*** Input for this task ***
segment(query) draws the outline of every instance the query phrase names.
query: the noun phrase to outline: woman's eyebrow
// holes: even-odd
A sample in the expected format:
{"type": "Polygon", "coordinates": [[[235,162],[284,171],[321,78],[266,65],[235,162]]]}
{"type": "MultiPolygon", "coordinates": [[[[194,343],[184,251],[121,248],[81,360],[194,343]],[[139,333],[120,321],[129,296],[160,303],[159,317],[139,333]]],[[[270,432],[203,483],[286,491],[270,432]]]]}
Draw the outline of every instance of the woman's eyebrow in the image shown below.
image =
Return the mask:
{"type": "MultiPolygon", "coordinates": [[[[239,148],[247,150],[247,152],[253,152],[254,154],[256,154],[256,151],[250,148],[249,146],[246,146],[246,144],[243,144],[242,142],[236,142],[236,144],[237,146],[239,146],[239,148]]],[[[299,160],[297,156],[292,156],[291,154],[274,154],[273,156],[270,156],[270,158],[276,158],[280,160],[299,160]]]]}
***
Work to be completed:
Which of the lines in the listing above include "woman"? Report each of them.

Exercise response:
query: the noun phrase to outline: woman's eyebrow
Draw the outline of every instance of the woman's eyebrow in the image shown below.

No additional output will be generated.